● **Short exercise**
Copy out the entries below, switching "metal railing" to "steel railing" and keeping everything else the same.

[Dataset records]
— start —
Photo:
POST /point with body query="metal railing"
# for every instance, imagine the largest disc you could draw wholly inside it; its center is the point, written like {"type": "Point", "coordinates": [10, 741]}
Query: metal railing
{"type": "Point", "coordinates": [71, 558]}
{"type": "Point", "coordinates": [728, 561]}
— end —
● **Response**
Photo:
POST /point with body query="steel railing"
# for every instance, imagine the largest disc you could draw wholly inside it; its center is the point, written like {"type": "Point", "coordinates": [10, 741]}
Query: steel railing
{"type": "Point", "coordinates": [71, 558]}
{"type": "Point", "coordinates": [728, 561]}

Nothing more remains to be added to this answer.